===== Records
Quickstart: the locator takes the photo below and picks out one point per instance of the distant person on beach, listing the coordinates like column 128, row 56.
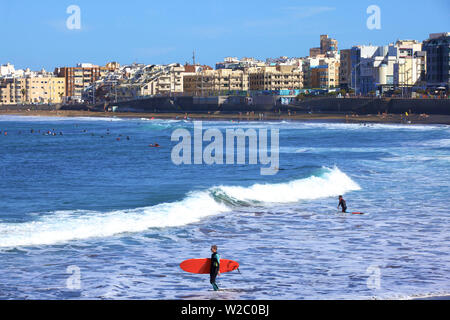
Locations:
column 215, row 267
column 343, row 204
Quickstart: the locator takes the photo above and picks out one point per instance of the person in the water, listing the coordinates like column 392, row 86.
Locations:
column 343, row 204
column 215, row 267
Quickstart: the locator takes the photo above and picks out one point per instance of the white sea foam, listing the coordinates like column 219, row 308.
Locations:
column 63, row 226
column 332, row 183
column 76, row 225
column 14, row 118
column 439, row 143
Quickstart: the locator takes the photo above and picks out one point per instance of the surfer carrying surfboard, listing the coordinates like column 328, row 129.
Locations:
column 343, row 204
column 215, row 267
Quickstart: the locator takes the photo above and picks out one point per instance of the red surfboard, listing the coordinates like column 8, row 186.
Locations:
column 203, row 266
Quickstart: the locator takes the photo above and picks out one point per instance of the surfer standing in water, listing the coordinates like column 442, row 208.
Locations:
column 215, row 267
column 343, row 204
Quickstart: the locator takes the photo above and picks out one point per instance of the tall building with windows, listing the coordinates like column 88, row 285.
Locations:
column 215, row 82
column 79, row 78
column 282, row 77
column 437, row 49
column 42, row 89
column 345, row 69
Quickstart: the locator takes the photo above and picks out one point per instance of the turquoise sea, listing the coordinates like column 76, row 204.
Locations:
column 94, row 203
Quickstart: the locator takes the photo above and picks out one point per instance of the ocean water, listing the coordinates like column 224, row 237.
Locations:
column 120, row 216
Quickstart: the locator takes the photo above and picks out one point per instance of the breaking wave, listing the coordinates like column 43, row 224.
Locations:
column 63, row 226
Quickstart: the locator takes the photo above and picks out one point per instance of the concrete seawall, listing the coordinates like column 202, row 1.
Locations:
column 361, row 106
column 374, row 106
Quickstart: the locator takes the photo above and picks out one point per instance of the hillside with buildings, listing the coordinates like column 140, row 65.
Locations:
column 406, row 68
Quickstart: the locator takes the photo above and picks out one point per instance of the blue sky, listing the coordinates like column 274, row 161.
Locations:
column 34, row 33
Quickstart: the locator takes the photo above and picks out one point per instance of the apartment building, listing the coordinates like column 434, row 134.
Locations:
column 437, row 48
column 215, row 82
column 345, row 69
column 276, row 78
column 45, row 89
column 79, row 78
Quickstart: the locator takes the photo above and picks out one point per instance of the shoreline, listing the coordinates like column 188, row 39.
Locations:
column 387, row 119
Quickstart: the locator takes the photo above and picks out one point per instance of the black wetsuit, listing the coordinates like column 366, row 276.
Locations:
column 215, row 267
column 343, row 204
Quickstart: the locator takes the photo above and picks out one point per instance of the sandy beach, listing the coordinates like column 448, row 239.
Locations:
column 391, row 118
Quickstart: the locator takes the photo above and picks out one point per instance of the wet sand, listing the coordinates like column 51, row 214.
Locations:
column 391, row 118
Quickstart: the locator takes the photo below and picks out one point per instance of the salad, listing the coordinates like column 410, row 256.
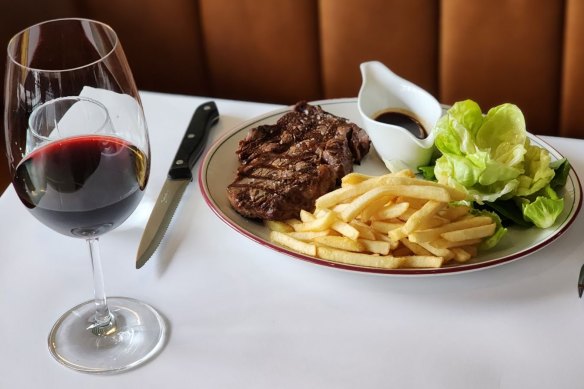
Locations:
column 491, row 158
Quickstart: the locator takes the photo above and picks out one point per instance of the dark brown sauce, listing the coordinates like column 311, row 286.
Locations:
column 403, row 120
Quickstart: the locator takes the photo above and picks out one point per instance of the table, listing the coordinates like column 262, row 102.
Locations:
column 244, row 316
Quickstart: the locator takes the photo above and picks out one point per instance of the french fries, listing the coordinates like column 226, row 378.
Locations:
column 388, row 222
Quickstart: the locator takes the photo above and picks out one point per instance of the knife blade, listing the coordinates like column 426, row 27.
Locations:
column 179, row 176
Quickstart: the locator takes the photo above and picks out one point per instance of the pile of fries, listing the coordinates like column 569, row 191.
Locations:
column 389, row 222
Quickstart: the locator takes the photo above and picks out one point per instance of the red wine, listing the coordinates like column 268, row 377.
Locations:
column 82, row 186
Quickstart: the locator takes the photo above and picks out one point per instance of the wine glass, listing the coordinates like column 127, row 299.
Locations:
column 79, row 156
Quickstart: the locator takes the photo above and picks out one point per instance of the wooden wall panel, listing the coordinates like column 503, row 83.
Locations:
column 572, row 109
column 401, row 34
column 497, row 51
column 163, row 43
column 262, row 50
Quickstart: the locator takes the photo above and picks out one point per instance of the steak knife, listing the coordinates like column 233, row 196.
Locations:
column 179, row 176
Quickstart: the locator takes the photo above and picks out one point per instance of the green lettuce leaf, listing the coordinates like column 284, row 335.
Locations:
column 483, row 155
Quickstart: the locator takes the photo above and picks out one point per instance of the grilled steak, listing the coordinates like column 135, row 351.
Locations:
column 285, row 167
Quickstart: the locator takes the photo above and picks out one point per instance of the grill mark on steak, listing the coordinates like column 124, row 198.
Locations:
column 285, row 167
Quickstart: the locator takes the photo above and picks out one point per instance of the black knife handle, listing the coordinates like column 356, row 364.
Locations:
column 193, row 143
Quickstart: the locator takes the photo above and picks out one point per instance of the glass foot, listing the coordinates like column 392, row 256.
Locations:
column 138, row 334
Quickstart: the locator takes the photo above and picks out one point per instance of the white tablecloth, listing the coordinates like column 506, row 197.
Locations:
column 244, row 316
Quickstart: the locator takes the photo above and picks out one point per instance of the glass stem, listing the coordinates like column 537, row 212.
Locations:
column 103, row 320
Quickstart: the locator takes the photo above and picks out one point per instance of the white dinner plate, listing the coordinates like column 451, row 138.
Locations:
column 218, row 169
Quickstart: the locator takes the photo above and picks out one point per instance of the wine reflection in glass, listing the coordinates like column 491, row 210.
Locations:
column 79, row 158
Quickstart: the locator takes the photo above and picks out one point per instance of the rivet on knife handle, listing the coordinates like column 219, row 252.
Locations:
column 193, row 143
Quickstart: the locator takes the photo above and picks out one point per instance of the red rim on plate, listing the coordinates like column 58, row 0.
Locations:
column 218, row 168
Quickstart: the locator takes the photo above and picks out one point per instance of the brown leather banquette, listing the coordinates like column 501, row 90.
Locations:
column 522, row 51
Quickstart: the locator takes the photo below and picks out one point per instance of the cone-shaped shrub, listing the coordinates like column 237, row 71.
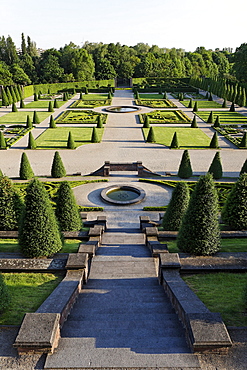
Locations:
column 26, row 171
column 4, row 295
column 195, row 108
column 216, row 167
column 50, row 107
column 151, row 136
column 52, row 123
column 57, row 168
column 210, row 118
column 31, row 142
column 176, row 207
column 10, row 205
column 185, row 169
column 35, row 118
column 39, row 232
column 194, row 123
column 3, row 144
column 199, row 233
column 67, row 210
column 243, row 143
column 70, row 141
column 214, row 142
column 174, row 142
column 234, row 212
column 94, row 137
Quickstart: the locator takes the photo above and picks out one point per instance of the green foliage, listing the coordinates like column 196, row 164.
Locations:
column 176, row 207
column 234, row 212
column 38, row 232
column 185, row 169
column 66, row 209
column 216, row 167
column 199, row 233
column 26, row 171
column 4, row 295
column 57, row 168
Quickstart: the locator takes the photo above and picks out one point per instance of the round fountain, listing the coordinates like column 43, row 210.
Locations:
column 122, row 195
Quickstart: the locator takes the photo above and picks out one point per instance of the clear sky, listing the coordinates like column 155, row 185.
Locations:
column 184, row 24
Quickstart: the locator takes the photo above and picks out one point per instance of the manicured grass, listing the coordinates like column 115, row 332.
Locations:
column 222, row 292
column 57, row 138
column 226, row 117
column 187, row 137
column 20, row 117
column 202, row 104
column 28, row 291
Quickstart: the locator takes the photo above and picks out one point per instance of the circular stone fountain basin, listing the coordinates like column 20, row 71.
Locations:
column 122, row 194
column 122, row 109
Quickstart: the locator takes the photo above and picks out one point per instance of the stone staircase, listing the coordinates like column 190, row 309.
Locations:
column 122, row 318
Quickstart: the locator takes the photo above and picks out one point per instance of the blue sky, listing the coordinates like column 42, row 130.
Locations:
column 182, row 24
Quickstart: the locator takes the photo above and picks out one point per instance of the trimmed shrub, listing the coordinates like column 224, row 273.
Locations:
column 216, row 167
column 57, row 168
column 151, row 136
column 38, row 232
column 176, row 207
column 174, row 142
column 67, row 211
column 234, row 212
column 214, row 142
column 31, row 142
column 185, row 169
column 199, row 233
column 70, row 141
column 26, row 171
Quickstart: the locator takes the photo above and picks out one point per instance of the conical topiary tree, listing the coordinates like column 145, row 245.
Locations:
column 185, row 168
column 57, row 168
column 38, row 232
column 199, row 233
column 151, row 136
column 31, row 142
column 70, row 141
column 66, row 209
column 25, row 171
column 214, row 142
column 174, row 142
column 234, row 212
column 176, row 207
column 216, row 167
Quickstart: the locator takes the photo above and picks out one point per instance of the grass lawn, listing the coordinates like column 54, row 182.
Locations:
column 28, row 291
column 202, row 104
column 43, row 104
column 17, row 118
column 187, row 137
column 222, row 292
column 226, row 117
column 57, row 138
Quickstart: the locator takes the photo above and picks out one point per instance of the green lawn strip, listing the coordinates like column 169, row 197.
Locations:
column 43, row 104
column 57, row 138
column 202, row 104
column 222, row 292
column 226, row 117
column 187, row 137
column 17, row 118
column 28, row 291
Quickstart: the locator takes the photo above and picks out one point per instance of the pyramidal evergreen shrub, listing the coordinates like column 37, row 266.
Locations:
column 176, row 207
column 66, row 209
column 25, row 171
column 57, row 168
column 234, row 211
column 199, row 233
column 185, row 169
column 39, row 234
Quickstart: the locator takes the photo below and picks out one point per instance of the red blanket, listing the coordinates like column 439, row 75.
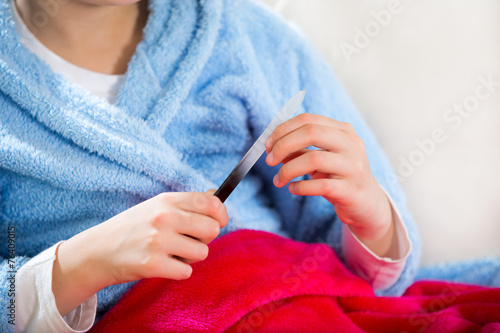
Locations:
column 256, row 281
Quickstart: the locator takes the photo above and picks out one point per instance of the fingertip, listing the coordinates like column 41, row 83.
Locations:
column 188, row 271
column 268, row 144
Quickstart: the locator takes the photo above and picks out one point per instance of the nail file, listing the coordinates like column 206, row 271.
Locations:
column 258, row 148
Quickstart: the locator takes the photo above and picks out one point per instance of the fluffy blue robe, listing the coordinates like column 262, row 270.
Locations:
column 205, row 81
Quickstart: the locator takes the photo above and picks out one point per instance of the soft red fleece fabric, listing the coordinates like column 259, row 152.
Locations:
column 256, row 281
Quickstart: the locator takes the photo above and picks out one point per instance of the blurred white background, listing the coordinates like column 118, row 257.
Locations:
column 410, row 66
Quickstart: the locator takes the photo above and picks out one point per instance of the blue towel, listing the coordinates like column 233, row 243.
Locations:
column 484, row 272
column 205, row 81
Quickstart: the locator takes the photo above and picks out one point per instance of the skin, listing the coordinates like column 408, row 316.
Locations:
column 162, row 236
column 339, row 172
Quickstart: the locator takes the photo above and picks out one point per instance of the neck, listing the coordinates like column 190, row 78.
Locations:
column 95, row 37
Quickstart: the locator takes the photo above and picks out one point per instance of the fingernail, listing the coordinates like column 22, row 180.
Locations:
column 276, row 180
column 270, row 158
column 267, row 144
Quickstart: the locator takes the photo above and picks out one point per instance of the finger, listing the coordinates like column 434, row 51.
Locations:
column 295, row 155
column 174, row 269
column 319, row 136
column 187, row 248
column 198, row 226
column 299, row 121
column 333, row 189
column 205, row 204
column 314, row 161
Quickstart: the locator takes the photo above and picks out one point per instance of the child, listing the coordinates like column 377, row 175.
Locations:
column 117, row 116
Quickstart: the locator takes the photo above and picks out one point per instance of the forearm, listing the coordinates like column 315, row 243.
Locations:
column 75, row 275
column 379, row 234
==========
> [Your goal]:
Copy whichever lines of the records above contain the word "fries".

> [Your response]:
Quickstart: the locator takes the photo above and picks out one point per instance of the french fries, listing the coordinates like column 226, row 378.
Quickstart: the locator takes the photo above and picks out one point per instance of the pile of fries, listing the coordinates like column 569, row 191.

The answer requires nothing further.